Problem to work on: Reproduce, word for word, the part of the text on Matsu's paintings below that runs from "The two panels" to "Japanese garden design.".

Study text:
Tomokazu Matsuyama, You Need to Come Closer (details), 2014, Los Angeles County Museum of Art, acquired through contribution by Mr. Kotaro Nukaga, © Matsuyama Tomokazu, photo courtesy of the artist
Tomokazu Matsuyama, You Need to Come Closer (details), 2014, Los Angeles County Museum of Art, acquired through contribution by Mr. Kotaro Nukaga, © Matsuyama Tomokazu, photo courtesy of the artist
 

Dualism is at the center of Matsu's practice. He is a product of two countries and two cultures, with sources of his imagery coming from contemporary Western pop culture as well as highly sophisticated historical East Asian art. This blend bespeaks his unique global viewpoint. Even Matsu's abstract work, such as You Need to Come Closer, merges figuration with geometry in an ambiguous manner causing the viewer to search for the birds as if in a "Where's Waldo" puzzle. In the construction of the painting, Matsu painted the precise shapes of abstracted birds in exactingly selected colors that required months of concentrated work, followed by Matsu dribbling paint across the surface. This latter action adds dynamic movement and simultaneously counters the underlying perfection of technique that in itself evinces Japan's culture of craft.

 

The two panels that comprise this painting are large, together measuring 120 x 100 inches, and so the impression is that of enveloping intensity, though as one studies the surface, delicate details appear. By contrast, Matsu's more broadly painted abstract mural, titled Thousand Regards/Shape of Color, is on display at 170 N. Canon Drive in Beverly Hills on a temporary construction wall for the metro line. The mural is viewable from one's vehicle for up to two miles north on Canon Drive looking south, having a scale of about 20 x 80 feet. Matsu simplifies the shapes in this monumental mural so that it is readable from either a great distance or close up. He selected colors to resonate in the persistent sunshine of southern California, and incorporated palm trees beyond the mural into its greater composition as a "borrowed view," a practice adapted from classic Japanese garden design.

Data extracts:

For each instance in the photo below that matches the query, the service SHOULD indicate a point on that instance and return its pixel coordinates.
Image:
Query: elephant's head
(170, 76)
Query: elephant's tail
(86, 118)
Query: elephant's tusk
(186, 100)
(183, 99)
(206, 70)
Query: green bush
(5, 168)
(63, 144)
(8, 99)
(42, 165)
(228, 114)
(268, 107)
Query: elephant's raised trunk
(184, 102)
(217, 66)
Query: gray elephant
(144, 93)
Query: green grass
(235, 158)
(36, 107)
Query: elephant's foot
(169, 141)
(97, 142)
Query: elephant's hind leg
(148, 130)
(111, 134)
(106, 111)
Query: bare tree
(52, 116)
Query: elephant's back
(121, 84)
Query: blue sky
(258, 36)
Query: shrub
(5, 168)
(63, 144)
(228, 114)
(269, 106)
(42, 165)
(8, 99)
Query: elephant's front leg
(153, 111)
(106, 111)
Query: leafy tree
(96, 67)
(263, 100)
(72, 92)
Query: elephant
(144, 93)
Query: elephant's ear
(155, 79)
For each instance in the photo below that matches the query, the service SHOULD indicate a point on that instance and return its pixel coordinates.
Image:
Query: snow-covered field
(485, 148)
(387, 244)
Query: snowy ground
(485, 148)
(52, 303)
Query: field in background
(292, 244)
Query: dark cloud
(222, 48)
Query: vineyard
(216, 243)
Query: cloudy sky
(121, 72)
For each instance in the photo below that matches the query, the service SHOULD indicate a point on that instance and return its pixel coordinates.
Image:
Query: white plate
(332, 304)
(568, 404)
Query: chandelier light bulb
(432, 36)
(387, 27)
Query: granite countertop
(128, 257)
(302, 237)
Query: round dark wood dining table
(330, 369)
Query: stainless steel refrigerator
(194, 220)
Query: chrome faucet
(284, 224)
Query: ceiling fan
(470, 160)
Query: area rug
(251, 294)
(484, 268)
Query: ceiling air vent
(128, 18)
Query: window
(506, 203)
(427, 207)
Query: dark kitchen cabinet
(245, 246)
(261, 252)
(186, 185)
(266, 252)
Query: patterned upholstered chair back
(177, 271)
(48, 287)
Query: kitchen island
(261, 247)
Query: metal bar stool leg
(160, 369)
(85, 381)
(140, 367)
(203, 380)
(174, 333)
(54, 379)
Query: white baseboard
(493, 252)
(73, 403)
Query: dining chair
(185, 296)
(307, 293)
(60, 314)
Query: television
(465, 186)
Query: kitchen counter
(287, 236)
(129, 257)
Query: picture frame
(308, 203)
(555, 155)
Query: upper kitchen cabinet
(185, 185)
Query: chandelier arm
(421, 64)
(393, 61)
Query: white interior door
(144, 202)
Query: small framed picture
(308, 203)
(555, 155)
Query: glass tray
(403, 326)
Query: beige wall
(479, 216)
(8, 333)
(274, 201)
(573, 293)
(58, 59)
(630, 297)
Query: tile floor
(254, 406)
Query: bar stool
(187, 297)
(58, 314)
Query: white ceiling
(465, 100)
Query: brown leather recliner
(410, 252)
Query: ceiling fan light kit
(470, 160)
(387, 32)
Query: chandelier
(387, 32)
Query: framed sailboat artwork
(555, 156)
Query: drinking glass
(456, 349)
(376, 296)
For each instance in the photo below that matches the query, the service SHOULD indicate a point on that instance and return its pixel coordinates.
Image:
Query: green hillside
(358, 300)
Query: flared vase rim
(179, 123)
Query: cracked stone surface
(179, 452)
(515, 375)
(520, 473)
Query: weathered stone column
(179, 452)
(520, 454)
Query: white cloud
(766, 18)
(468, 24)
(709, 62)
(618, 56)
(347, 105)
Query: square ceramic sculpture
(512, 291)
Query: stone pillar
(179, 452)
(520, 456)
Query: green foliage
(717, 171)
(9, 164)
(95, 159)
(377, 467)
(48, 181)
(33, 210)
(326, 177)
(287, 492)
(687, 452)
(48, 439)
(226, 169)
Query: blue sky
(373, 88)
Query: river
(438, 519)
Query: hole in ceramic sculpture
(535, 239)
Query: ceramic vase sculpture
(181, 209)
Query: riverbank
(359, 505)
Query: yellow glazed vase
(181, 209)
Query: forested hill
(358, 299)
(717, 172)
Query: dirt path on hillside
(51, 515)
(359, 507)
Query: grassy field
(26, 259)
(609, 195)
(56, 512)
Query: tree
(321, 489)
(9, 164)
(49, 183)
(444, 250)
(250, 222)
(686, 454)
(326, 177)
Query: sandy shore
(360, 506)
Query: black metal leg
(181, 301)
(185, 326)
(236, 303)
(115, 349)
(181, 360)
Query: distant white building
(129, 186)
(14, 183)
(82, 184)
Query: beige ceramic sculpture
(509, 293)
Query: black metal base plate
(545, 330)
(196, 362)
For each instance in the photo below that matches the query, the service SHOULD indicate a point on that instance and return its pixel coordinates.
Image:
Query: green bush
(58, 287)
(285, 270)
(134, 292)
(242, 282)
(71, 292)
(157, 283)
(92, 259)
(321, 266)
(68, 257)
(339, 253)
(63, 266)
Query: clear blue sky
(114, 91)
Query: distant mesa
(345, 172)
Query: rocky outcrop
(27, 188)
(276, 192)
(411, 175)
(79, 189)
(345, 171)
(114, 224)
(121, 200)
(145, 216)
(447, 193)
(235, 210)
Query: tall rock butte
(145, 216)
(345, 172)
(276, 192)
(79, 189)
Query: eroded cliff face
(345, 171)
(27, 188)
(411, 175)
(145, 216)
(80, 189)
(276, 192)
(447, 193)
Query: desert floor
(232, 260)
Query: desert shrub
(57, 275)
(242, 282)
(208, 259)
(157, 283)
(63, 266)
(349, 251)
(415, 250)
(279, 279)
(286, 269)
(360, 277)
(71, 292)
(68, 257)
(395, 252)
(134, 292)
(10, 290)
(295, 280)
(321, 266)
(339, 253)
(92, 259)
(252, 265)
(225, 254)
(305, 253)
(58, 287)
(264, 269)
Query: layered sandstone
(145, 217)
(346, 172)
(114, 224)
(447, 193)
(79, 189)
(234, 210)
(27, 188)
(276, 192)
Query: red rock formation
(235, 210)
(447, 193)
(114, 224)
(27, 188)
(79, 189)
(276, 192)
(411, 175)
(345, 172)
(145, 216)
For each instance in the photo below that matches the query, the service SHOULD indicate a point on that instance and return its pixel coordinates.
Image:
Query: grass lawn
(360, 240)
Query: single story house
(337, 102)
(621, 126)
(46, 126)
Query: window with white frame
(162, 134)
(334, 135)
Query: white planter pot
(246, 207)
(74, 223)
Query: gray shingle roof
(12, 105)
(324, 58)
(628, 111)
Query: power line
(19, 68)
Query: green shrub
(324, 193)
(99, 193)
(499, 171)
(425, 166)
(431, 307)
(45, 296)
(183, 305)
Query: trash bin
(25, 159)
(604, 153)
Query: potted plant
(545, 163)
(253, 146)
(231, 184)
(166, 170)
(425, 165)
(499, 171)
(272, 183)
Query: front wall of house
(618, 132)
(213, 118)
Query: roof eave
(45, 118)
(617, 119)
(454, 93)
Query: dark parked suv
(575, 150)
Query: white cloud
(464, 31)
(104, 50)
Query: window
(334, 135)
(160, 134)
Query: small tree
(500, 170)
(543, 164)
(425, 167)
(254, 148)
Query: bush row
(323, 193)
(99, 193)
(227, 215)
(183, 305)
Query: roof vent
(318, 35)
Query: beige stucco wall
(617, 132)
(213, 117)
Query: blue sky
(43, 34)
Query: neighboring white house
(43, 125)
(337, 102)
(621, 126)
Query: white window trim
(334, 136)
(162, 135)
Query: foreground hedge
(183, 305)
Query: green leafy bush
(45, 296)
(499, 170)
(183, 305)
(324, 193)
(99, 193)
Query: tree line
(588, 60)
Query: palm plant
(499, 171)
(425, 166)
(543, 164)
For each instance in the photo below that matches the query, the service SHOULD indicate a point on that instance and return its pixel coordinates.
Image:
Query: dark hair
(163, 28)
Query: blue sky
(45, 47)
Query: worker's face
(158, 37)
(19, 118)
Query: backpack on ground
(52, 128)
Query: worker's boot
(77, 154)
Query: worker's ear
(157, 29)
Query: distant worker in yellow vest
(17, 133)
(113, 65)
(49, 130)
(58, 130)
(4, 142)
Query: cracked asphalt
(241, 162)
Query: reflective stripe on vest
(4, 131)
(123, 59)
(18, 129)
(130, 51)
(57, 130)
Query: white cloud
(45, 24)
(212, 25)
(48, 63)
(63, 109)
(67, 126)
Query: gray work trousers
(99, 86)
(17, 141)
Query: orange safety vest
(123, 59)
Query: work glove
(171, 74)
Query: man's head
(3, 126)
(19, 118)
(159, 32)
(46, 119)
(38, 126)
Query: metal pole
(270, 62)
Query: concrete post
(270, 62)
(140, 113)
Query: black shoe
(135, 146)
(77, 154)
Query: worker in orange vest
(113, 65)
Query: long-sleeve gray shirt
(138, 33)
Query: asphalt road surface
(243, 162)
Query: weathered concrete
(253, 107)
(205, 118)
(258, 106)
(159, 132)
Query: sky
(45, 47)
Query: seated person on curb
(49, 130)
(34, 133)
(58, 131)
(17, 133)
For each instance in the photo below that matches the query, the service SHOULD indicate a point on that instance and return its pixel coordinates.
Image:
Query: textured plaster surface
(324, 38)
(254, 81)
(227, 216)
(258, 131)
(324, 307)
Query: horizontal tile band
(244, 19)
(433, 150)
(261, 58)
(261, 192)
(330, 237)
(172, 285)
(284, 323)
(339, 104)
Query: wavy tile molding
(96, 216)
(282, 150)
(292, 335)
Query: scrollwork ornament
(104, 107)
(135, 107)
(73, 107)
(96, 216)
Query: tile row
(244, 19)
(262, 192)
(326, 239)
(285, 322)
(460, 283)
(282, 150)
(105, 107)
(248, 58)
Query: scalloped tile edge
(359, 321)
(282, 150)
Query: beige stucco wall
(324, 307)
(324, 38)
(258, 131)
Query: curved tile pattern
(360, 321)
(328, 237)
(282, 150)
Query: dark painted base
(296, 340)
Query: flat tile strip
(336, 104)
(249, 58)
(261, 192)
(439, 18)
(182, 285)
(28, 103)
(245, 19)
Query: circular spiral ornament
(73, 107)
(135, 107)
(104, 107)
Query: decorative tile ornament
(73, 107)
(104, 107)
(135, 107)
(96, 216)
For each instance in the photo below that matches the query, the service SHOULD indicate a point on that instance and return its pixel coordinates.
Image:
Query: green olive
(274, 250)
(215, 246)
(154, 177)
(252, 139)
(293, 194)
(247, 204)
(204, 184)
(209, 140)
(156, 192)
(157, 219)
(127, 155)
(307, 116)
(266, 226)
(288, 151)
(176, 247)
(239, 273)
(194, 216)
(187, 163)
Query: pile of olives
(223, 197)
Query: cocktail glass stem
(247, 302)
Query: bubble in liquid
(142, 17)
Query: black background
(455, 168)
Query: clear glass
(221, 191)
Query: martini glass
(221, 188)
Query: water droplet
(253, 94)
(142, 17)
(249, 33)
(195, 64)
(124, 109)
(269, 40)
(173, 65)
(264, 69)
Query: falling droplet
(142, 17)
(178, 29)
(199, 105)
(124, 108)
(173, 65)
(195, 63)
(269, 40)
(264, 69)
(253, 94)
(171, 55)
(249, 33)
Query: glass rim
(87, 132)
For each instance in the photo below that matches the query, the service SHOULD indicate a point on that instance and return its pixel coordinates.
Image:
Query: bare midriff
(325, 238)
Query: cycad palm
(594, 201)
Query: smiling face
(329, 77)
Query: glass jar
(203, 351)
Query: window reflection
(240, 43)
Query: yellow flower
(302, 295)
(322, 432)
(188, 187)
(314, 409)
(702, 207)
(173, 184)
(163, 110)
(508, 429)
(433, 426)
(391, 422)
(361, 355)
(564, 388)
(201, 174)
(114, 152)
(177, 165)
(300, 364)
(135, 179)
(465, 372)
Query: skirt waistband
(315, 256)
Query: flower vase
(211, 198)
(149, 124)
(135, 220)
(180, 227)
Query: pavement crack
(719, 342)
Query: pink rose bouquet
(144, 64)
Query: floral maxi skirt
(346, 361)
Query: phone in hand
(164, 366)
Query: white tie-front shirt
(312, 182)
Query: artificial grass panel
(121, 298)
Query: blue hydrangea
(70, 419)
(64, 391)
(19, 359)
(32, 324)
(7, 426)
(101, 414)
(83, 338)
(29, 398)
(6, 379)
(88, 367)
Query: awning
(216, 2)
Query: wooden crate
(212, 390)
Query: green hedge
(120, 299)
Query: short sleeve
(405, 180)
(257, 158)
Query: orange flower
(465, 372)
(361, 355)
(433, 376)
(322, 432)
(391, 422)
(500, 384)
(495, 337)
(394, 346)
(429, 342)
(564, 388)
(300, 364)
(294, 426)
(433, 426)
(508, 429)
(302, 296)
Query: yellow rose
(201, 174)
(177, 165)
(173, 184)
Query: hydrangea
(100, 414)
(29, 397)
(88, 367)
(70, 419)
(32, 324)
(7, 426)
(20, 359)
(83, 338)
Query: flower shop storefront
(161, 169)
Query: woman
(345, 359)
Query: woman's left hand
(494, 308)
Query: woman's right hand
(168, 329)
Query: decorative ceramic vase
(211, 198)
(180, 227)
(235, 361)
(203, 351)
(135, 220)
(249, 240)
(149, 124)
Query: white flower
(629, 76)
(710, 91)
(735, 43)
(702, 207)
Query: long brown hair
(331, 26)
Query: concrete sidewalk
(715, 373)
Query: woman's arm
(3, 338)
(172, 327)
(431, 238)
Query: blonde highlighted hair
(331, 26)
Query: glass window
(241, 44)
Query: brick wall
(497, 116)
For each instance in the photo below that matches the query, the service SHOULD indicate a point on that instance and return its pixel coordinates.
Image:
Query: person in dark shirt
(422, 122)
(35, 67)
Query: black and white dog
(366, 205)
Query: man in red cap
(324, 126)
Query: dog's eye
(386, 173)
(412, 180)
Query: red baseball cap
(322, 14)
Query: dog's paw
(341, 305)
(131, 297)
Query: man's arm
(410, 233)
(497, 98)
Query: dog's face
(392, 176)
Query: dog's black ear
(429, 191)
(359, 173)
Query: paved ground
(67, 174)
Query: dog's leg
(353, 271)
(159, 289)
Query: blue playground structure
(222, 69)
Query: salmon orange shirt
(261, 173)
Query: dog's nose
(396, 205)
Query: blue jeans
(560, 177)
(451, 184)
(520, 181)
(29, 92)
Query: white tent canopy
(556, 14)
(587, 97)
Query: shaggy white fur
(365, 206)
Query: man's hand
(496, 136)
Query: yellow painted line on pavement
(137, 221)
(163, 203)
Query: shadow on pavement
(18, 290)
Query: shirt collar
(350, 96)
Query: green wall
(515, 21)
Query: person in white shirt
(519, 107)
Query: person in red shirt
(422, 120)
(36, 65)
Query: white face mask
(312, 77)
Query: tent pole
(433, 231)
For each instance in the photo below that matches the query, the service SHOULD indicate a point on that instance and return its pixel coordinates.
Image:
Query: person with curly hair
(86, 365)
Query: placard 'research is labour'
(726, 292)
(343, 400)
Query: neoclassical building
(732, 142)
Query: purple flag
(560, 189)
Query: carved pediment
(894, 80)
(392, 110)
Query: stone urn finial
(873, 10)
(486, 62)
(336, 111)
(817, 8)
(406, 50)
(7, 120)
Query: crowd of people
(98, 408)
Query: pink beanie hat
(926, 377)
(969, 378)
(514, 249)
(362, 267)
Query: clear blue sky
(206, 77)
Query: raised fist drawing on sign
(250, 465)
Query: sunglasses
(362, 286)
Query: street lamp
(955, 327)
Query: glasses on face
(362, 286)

Reply:
The two panels that comprise this painting are large, together measuring 120 x 100 inches, and so the impression is that of enveloping intensity, though as one studies the surface, delicate details appear. By contrast, Matsu's more broadly painted abstract mural, titled Thousand Regards/Shape of Color, is on display at 170 N. Canon Drive in Beverly Hills on a temporary construction wall for the metro line. The mural is viewable from one's vehicle for up to two miles north on Canon Drive looking south, having a scale of about 20 x 80 feet. Matsu simplifies the shapes in this monumental mural so that it is readable from either a great distance or close up. He selected colors to resonate in the persistent sunshine of southern California, and incorporated palm trees beyond the mural into its greater composition as a "borrowed view," a practice adapted from classic Japanese garden design.